> Your instructions
Look in the data below for the line that contains "shrub? Mark that spot.". Copy that line and the remaining lines exactly.

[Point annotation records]
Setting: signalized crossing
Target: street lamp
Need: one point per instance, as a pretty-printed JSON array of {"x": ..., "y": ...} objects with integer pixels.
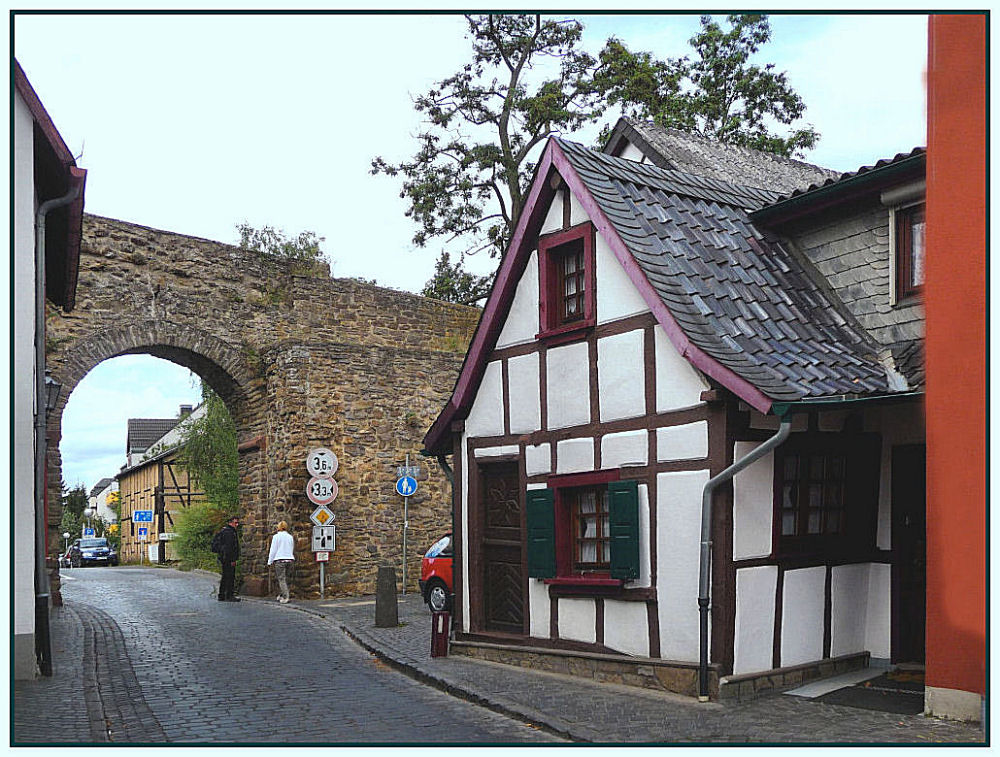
[{"x": 52, "y": 390}]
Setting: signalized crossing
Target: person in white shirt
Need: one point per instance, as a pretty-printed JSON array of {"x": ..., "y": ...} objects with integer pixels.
[{"x": 281, "y": 555}]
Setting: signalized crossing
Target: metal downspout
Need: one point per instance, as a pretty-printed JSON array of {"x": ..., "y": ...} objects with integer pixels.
[
  {"x": 43, "y": 645},
  {"x": 704, "y": 567}
]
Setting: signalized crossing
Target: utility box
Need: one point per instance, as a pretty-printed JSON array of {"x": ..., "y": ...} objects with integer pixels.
[{"x": 440, "y": 630}]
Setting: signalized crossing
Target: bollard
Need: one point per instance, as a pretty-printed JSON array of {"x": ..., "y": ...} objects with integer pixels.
[
  {"x": 440, "y": 628},
  {"x": 386, "y": 611}
]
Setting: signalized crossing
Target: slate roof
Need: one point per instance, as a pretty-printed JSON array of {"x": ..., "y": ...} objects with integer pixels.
[
  {"x": 734, "y": 290},
  {"x": 678, "y": 150},
  {"x": 142, "y": 432}
]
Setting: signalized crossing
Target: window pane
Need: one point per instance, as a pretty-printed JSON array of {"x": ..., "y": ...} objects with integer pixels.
[{"x": 814, "y": 521}]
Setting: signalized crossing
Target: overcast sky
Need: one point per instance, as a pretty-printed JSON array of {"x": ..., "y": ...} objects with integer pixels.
[{"x": 196, "y": 123}]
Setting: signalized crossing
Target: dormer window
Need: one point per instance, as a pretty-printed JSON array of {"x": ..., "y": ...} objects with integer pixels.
[
  {"x": 566, "y": 265},
  {"x": 910, "y": 248}
]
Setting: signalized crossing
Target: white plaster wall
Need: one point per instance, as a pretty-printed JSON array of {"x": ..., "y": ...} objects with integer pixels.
[
  {"x": 848, "y": 608},
  {"x": 524, "y": 392},
  {"x": 575, "y": 456},
  {"x": 678, "y": 520},
  {"x": 626, "y": 627},
  {"x": 753, "y": 504},
  {"x": 631, "y": 152},
  {"x": 23, "y": 389},
  {"x": 522, "y": 321},
  {"x": 553, "y": 216},
  {"x": 537, "y": 459},
  {"x": 621, "y": 376},
  {"x": 486, "y": 416},
  {"x": 567, "y": 385},
  {"x": 678, "y": 385},
  {"x": 878, "y": 630},
  {"x": 578, "y": 620},
  {"x": 802, "y": 611},
  {"x": 625, "y": 448},
  {"x": 754, "y": 643},
  {"x": 505, "y": 449},
  {"x": 686, "y": 442},
  {"x": 617, "y": 296},
  {"x": 539, "y": 609}
]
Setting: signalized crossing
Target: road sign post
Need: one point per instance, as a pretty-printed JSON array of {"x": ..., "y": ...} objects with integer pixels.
[{"x": 406, "y": 486}]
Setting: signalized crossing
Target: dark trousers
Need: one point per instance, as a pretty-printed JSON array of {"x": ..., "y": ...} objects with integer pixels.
[{"x": 228, "y": 581}]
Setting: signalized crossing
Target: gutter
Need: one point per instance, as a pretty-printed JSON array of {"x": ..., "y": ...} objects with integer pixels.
[
  {"x": 704, "y": 566},
  {"x": 43, "y": 645}
]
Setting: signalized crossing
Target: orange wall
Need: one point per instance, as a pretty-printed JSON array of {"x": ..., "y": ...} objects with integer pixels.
[{"x": 956, "y": 353}]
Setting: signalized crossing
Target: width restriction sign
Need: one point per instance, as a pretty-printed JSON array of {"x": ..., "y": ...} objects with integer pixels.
[
  {"x": 322, "y": 516},
  {"x": 322, "y": 491}
]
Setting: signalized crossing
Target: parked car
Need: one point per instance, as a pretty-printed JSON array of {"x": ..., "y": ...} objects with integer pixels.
[
  {"x": 435, "y": 575},
  {"x": 92, "y": 551}
]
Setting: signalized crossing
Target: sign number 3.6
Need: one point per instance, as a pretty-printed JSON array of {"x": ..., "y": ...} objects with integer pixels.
[{"x": 322, "y": 463}]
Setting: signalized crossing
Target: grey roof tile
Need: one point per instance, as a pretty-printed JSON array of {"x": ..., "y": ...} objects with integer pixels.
[{"x": 741, "y": 298}]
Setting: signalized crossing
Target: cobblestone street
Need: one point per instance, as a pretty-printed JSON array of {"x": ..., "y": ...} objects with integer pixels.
[
  {"x": 206, "y": 671},
  {"x": 147, "y": 655}
]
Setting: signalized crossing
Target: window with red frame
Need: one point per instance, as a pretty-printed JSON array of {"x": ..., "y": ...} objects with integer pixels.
[
  {"x": 566, "y": 270},
  {"x": 909, "y": 250}
]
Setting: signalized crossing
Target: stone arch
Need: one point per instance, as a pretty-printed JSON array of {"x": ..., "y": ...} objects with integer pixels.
[{"x": 301, "y": 360}]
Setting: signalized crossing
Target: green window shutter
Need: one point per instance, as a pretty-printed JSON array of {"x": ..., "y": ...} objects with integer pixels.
[
  {"x": 623, "y": 507},
  {"x": 541, "y": 533}
]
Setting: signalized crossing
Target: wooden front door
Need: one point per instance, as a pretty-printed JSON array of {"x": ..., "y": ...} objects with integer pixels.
[
  {"x": 501, "y": 548},
  {"x": 909, "y": 541}
]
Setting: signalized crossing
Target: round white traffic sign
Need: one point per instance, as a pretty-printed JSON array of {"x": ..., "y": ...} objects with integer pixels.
[
  {"x": 322, "y": 463},
  {"x": 322, "y": 491}
]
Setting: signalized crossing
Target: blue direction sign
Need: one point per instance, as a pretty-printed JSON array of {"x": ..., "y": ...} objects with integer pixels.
[{"x": 406, "y": 486}]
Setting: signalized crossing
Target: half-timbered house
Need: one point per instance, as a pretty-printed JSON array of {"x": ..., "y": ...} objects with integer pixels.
[{"x": 687, "y": 439}]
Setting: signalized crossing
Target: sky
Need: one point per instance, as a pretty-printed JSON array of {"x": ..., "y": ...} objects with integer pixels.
[{"x": 197, "y": 123}]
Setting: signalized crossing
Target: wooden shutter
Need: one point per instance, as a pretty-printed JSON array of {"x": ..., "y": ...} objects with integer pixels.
[
  {"x": 541, "y": 533},
  {"x": 623, "y": 507}
]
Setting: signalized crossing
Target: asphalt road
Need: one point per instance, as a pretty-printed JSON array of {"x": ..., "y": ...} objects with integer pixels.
[{"x": 219, "y": 672}]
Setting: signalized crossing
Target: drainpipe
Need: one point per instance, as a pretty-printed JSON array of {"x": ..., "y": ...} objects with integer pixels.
[
  {"x": 43, "y": 645},
  {"x": 704, "y": 567}
]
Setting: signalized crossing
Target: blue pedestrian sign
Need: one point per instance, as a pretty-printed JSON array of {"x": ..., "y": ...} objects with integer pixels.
[{"x": 406, "y": 486}]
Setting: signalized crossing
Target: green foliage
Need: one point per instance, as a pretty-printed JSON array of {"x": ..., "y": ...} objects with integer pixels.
[
  {"x": 482, "y": 124},
  {"x": 209, "y": 454},
  {"x": 719, "y": 93},
  {"x": 195, "y": 526},
  {"x": 452, "y": 283},
  {"x": 273, "y": 244}
]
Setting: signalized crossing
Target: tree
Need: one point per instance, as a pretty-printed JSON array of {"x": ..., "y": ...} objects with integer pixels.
[
  {"x": 467, "y": 179},
  {"x": 454, "y": 284},
  {"x": 273, "y": 244},
  {"x": 719, "y": 93},
  {"x": 209, "y": 454}
]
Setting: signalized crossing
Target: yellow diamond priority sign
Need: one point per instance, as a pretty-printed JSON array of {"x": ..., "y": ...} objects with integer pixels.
[{"x": 322, "y": 516}]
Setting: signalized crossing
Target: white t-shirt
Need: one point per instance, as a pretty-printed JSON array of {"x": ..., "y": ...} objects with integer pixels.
[{"x": 282, "y": 546}]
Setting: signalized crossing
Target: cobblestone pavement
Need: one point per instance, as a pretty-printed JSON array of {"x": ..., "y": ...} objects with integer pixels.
[
  {"x": 605, "y": 713},
  {"x": 172, "y": 664},
  {"x": 256, "y": 671}
]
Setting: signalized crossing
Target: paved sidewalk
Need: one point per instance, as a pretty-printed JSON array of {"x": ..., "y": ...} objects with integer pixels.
[{"x": 585, "y": 711}]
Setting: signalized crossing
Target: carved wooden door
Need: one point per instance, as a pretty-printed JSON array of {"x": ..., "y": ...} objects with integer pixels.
[{"x": 503, "y": 576}]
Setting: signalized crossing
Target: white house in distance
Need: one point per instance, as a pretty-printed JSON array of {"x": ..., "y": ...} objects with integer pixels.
[
  {"x": 47, "y": 214},
  {"x": 668, "y": 309}
]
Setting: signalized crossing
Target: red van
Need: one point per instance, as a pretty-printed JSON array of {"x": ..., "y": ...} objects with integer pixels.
[{"x": 435, "y": 575}]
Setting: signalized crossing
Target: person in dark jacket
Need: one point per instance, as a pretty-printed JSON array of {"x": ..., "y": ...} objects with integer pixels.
[{"x": 228, "y": 555}]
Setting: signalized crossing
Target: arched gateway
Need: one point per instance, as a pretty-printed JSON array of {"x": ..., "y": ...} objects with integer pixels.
[{"x": 301, "y": 360}]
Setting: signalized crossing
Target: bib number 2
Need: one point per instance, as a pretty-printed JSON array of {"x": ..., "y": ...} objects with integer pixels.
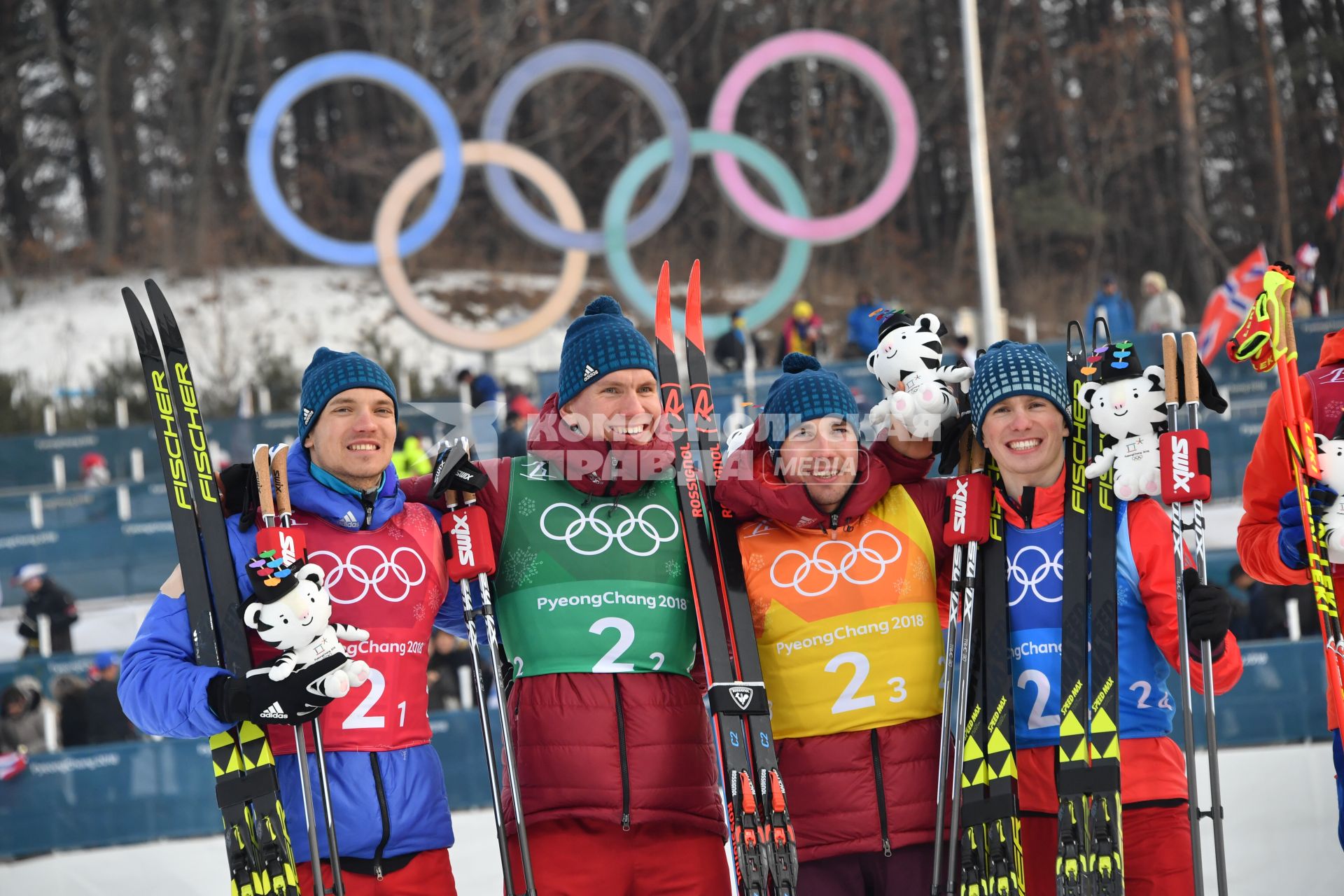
[
  {"x": 610, "y": 660},
  {"x": 848, "y": 701}
]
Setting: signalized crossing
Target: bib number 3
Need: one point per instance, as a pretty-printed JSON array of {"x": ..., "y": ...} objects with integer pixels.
[{"x": 848, "y": 701}]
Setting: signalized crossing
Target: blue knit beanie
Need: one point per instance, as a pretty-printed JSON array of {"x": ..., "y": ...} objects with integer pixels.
[
  {"x": 804, "y": 393},
  {"x": 334, "y": 372},
  {"x": 598, "y": 343},
  {"x": 1009, "y": 368}
]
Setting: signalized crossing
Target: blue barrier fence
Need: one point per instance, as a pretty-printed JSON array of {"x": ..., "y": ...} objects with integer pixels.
[
  {"x": 139, "y": 792},
  {"x": 132, "y": 793}
]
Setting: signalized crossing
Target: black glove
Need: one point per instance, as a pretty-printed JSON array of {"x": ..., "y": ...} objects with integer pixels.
[
  {"x": 1209, "y": 610},
  {"x": 258, "y": 699}
]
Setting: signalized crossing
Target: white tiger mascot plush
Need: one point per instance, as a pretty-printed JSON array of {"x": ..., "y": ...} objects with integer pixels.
[
  {"x": 292, "y": 610},
  {"x": 1329, "y": 453},
  {"x": 1126, "y": 402},
  {"x": 909, "y": 355}
]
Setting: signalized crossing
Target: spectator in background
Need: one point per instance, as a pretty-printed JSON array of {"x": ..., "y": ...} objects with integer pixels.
[
  {"x": 514, "y": 437},
  {"x": 409, "y": 456},
  {"x": 732, "y": 349},
  {"x": 1110, "y": 304},
  {"x": 518, "y": 402},
  {"x": 45, "y": 598},
  {"x": 862, "y": 326},
  {"x": 105, "y": 720},
  {"x": 1163, "y": 309},
  {"x": 482, "y": 387},
  {"x": 802, "y": 332},
  {"x": 93, "y": 470},
  {"x": 22, "y": 723},
  {"x": 448, "y": 657}
]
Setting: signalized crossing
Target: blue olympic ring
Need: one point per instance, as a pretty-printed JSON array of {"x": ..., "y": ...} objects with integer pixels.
[{"x": 343, "y": 66}]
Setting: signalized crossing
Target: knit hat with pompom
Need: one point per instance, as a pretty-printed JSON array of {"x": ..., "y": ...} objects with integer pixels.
[
  {"x": 804, "y": 393},
  {"x": 600, "y": 342}
]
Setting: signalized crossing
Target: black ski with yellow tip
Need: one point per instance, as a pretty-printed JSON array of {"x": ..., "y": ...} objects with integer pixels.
[{"x": 246, "y": 789}]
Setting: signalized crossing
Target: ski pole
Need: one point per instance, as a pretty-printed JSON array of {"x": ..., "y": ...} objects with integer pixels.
[
  {"x": 946, "y": 734},
  {"x": 1190, "y": 359},
  {"x": 470, "y": 554},
  {"x": 1187, "y": 700}
]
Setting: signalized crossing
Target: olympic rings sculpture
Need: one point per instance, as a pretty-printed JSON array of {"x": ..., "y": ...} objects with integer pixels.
[
  {"x": 386, "y": 566},
  {"x": 603, "y": 527},
  {"x": 836, "y": 570},
  {"x": 619, "y": 232}
]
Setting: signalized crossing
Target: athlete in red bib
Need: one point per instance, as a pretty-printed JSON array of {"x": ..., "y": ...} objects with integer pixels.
[{"x": 385, "y": 568}]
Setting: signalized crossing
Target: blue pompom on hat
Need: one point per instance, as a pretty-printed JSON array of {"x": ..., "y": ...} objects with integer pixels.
[
  {"x": 804, "y": 393},
  {"x": 1009, "y": 368},
  {"x": 328, "y": 375},
  {"x": 597, "y": 343}
]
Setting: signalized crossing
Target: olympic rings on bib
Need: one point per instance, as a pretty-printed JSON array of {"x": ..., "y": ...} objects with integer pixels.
[
  {"x": 387, "y": 566},
  {"x": 332, "y": 67},
  {"x": 1042, "y": 573},
  {"x": 603, "y": 527},
  {"x": 836, "y": 570},
  {"x": 676, "y": 149}
]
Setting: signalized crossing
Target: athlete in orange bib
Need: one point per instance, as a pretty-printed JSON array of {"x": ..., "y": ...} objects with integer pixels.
[{"x": 841, "y": 566}]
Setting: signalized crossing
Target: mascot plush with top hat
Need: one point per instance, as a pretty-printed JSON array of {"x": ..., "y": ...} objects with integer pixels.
[{"x": 292, "y": 610}]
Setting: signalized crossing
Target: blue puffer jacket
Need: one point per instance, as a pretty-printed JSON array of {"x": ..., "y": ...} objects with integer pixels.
[{"x": 164, "y": 694}]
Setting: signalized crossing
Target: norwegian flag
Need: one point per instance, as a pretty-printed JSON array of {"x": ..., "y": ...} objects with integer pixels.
[
  {"x": 1230, "y": 302},
  {"x": 1338, "y": 199}
]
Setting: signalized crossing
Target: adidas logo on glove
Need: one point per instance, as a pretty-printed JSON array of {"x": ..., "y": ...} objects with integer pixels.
[{"x": 274, "y": 711}]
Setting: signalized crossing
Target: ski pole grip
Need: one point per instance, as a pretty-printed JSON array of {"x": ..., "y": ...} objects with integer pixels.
[
  {"x": 1171, "y": 368},
  {"x": 1190, "y": 359},
  {"x": 1186, "y": 466},
  {"x": 467, "y": 543},
  {"x": 967, "y": 510},
  {"x": 265, "y": 498}
]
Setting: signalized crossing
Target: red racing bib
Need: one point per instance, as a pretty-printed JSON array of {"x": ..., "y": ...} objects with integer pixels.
[{"x": 390, "y": 583}]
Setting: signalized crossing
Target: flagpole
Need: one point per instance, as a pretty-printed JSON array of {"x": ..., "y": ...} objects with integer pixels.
[{"x": 987, "y": 250}]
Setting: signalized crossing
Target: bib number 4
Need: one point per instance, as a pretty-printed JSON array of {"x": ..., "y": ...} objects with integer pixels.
[{"x": 848, "y": 701}]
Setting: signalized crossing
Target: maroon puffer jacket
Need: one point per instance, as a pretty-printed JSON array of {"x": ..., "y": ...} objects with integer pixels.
[
  {"x": 620, "y": 748},
  {"x": 855, "y": 792}
]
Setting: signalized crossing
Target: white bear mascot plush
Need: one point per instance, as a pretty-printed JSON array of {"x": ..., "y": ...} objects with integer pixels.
[
  {"x": 1329, "y": 453},
  {"x": 292, "y": 610},
  {"x": 909, "y": 355},
  {"x": 1128, "y": 403}
]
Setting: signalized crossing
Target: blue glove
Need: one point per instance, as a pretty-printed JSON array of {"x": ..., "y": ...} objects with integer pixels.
[{"x": 1292, "y": 533}]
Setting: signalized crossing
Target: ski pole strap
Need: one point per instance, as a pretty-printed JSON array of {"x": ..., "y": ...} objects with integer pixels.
[{"x": 1186, "y": 466}]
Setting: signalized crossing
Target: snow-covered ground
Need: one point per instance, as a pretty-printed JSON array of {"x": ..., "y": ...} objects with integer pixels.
[{"x": 1280, "y": 805}]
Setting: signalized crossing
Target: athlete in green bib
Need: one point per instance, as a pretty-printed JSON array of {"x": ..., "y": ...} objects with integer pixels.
[{"x": 613, "y": 743}]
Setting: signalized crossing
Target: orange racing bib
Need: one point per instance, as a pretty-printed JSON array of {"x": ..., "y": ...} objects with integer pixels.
[{"x": 847, "y": 622}]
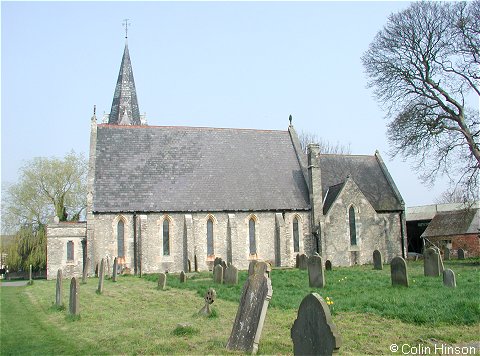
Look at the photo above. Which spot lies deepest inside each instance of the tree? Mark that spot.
(325, 147)
(47, 187)
(424, 67)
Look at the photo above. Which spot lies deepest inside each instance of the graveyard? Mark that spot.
(135, 315)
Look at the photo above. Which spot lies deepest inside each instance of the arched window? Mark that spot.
(210, 248)
(121, 239)
(353, 228)
(166, 237)
(251, 236)
(70, 251)
(296, 236)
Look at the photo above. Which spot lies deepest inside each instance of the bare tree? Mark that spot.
(424, 67)
(325, 146)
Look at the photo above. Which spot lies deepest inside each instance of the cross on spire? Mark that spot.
(126, 24)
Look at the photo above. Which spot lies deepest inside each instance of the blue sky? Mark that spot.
(216, 64)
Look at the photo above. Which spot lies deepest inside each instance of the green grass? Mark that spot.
(133, 317)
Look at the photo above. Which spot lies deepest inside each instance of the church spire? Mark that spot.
(125, 105)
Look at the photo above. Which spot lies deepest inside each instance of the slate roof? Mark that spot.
(151, 168)
(458, 222)
(373, 180)
(125, 109)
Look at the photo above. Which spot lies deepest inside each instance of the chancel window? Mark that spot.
(210, 249)
(70, 251)
(121, 239)
(251, 237)
(353, 227)
(296, 236)
(166, 237)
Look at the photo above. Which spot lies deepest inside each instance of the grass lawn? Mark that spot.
(133, 317)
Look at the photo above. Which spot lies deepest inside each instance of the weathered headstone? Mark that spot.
(377, 260)
(449, 278)
(218, 274)
(316, 277)
(313, 332)
(86, 267)
(328, 265)
(210, 297)
(399, 272)
(101, 276)
(74, 306)
(251, 267)
(303, 261)
(183, 277)
(446, 254)
(115, 267)
(58, 289)
(231, 275)
(256, 294)
(431, 262)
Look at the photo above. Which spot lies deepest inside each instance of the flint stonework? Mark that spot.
(256, 294)
(313, 332)
(399, 272)
(377, 260)
(316, 277)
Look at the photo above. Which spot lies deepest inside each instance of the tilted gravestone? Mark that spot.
(399, 272)
(86, 267)
(431, 262)
(316, 277)
(313, 332)
(303, 261)
(446, 254)
(256, 294)
(74, 307)
(115, 267)
(218, 274)
(58, 289)
(377, 260)
(210, 297)
(101, 276)
(231, 275)
(449, 278)
(162, 281)
(328, 265)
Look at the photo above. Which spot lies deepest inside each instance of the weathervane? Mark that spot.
(126, 24)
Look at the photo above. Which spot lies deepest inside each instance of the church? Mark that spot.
(163, 198)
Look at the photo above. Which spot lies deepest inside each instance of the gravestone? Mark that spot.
(58, 289)
(256, 294)
(446, 254)
(303, 261)
(115, 267)
(85, 270)
(328, 265)
(210, 297)
(399, 272)
(313, 332)
(74, 306)
(377, 260)
(251, 267)
(101, 276)
(449, 278)
(316, 277)
(218, 274)
(231, 275)
(162, 281)
(183, 277)
(431, 262)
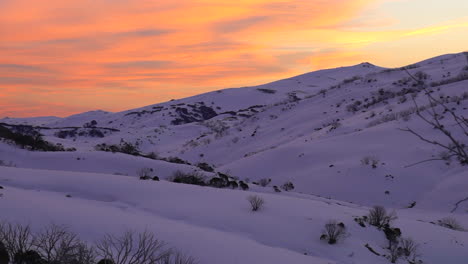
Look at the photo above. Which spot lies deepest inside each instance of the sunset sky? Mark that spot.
(60, 57)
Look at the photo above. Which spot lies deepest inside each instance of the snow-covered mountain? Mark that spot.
(335, 134)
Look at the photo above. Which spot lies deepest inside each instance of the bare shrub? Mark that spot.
(370, 160)
(256, 202)
(16, 238)
(178, 258)
(434, 117)
(145, 173)
(264, 182)
(379, 217)
(333, 231)
(132, 248)
(194, 178)
(55, 244)
(451, 223)
(409, 247)
(395, 252)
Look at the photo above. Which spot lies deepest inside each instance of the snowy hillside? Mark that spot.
(335, 134)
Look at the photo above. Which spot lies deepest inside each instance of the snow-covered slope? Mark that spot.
(315, 130)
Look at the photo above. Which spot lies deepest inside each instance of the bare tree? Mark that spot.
(395, 252)
(178, 258)
(55, 244)
(256, 202)
(333, 231)
(131, 248)
(379, 217)
(456, 134)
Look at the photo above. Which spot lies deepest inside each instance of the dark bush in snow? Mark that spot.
(105, 261)
(4, 257)
(145, 173)
(256, 202)
(218, 182)
(243, 185)
(333, 232)
(56, 245)
(233, 184)
(194, 178)
(28, 257)
(264, 182)
(451, 223)
(205, 166)
(379, 217)
(288, 186)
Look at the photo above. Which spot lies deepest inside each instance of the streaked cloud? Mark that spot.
(67, 54)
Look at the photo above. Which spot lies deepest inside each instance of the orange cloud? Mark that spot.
(69, 55)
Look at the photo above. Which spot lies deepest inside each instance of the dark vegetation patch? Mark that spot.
(27, 137)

> Solution to this task
Look at the photo above. Which spot lies deepest inside each instance of the bare shrub? Mark that spot.
(370, 160)
(256, 202)
(16, 238)
(178, 258)
(434, 117)
(145, 173)
(264, 182)
(379, 217)
(333, 231)
(132, 248)
(194, 178)
(55, 244)
(451, 223)
(409, 247)
(395, 252)
Look at the photo above. Which spot lies deepest inside each instance of the snowy hillside? Mark that spot.
(335, 134)
Look at the photo above. Which spot lies deepest inside each instance of the snow-covered slope? Mark that spot.
(315, 130)
Look at the photo above. Which spot lies deepest inside each instance of the bare tree? Mark that spot.
(395, 252)
(178, 258)
(55, 244)
(256, 202)
(333, 231)
(131, 248)
(379, 217)
(456, 134)
Look at the photo above. Which spot lies deepest inside each instance of the dark bush in snow? Mark that spot.
(105, 261)
(4, 257)
(145, 173)
(256, 202)
(218, 182)
(243, 185)
(333, 232)
(56, 245)
(233, 184)
(194, 178)
(28, 257)
(264, 182)
(451, 223)
(205, 166)
(379, 217)
(288, 186)
Look at the photo above. Which spot lies deepest inside each instance of the streaked cloud? Mark that spot.
(67, 54)
Look at the photo above. Which spot lies deepest inside each instance of the orange cloud? Mark that spot.
(69, 55)
Look at the photo above. Which spot lies deepest inside each instance of the dark vegetation patch? Mark that spot.
(27, 137)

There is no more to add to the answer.